● What to work on
In the lines below, replace every "bounding box" with "enclosing rectangle" and give them back otherwise unchanged, without the pictures.

● Records provided
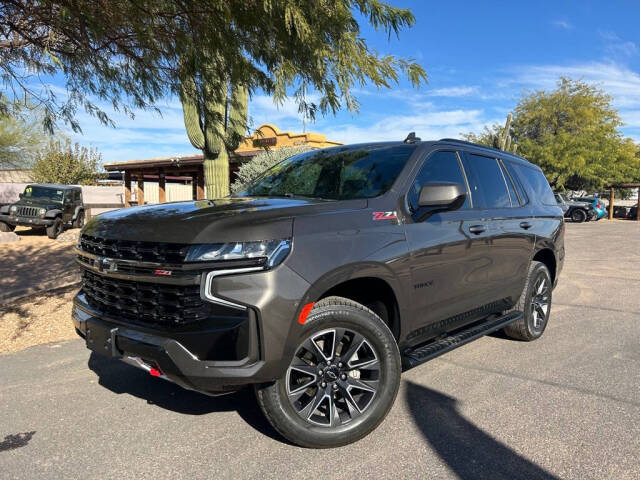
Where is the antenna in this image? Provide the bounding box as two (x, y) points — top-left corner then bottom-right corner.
(404, 132), (420, 143)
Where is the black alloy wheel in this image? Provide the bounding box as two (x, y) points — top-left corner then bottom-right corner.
(287, 328), (380, 427)
(256, 297), (401, 448)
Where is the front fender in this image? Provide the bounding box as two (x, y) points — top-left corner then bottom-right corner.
(44, 208), (62, 218)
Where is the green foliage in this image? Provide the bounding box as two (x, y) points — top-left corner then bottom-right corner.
(32, 139), (102, 185)
(513, 78), (640, 190)
(0, 0), (426, 131)
(464, 77), (640, 191)
(0, 98), (47, 170)
(231, 145), (309, 193)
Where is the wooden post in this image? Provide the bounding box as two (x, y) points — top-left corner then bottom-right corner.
(124, 170), (131, 207)
(609, 187), (615, 220)
(196, 167), (204, 200)
(158, 170), (167, 203)
(138, 172), (144, 205)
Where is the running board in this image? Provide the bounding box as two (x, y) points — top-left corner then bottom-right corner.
(402, 311), (522, 369)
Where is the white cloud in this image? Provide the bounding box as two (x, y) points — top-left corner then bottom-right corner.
(551, 20), (574, 30)
(599, 30), (638, 58)
(427, 85), (479, 97)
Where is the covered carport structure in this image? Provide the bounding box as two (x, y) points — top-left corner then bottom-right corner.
(608, 183), (640, 221)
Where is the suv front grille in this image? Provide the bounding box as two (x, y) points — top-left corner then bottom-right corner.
(17, 207), (40, 217)
(80, 235), (189, 264)
(82, 270), (209, 326)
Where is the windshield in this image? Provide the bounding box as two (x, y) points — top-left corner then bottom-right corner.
(235, 145), (416, 200)
(23, 185), (64, 202)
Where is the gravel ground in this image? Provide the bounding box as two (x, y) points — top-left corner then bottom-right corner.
(0, 227), (79, 302)
(0, 286), (78, 354)
(0, 221), (640, 480)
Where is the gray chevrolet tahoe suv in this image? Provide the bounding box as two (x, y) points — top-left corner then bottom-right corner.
(73, 135), (564, 447)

● Exercise output
Where is the antenna in this image? Provide the enclosing rectangle as two (x, y) points — top-left corner then bottom-right corner.
(404, 132), (420, 143)
Where is the black alloy wheel in this image? Provide the enclosing rectangle as two (x, y) points — top-left corner then bottom-right corner.
(287, 328), (380, 427)
(256, 297), (401, 448)
Where is the front fender in this image? Provide the enclosing rectangle as two (x, y) points — top-left corner then bottom-right corner.
(44, 208), (62, 218)
Where is the green foliage in this image? Provide the enclosing rectangle as two (x, y) points — top-left corner then bottom-right corner.
(32, 139), (102, 185)
(513, 78), (640, 190)
(0, 0), (426, 131)
(464, 77), (640, 191)
(0, 98), (47, 170)
(231, 145), (309, 193)
Where is the wooden post in this image? Provide the enclosing rectangle as two (x, y) points — top-left corner then bottom-right corner.
(124, 170), (131, 207)
(609, 187), (615, 220)
(196, 167), (204, 200)
(158, 170), (167, 203)
(138, 172), (144, 205)
Where is the running board in this image? Provide the enclosing rectangle as two (x, y) points — top-left corner then bottom-right corner.
(402, 311), (522, 369)
Where is the white cloud in this image? Provide the enclosing rectangle as two (x, y) points — top-left corner then bottom-right corner.
(551, 20), (574, 30)
(599, 30), (638, 58)
(427, 85), (479, 97)
Where is the covered carport structure in this image? Provide the enclosing rectangle as two (x, y) points — top-left corner then bottom-right corner.
(608, 183), (640, 221)
Where is the suv front grille in this image? Provide the enclosing rectangle as two (x, y) points — top-left corner then bottom-right corner.
(17, 207), (40, 217)
(80, 235), (189, 264)
(82, 270), (209, 326)
Where is the windshield in this image? Provide the enclosing rectangle as two (x, y) points — top-left corner then bottom-right corner.
(235, 145), (416, 200)
(23, 185), (64, 202)
Where is the gravel ground in this image? Provide the enclosing rectangle as two (x, y) points — top-left corner then bottom-right corner.
(0, 227), (79, 302)
(0, 286), (78, 354)
(0, 221), (640, 480)
Where is the gray chevrolet tahoe suv in this image? Provide the enclosing rectangle as two (x, y) points — top-left corner then bottom-right corner.
(73, 135), (564, 447)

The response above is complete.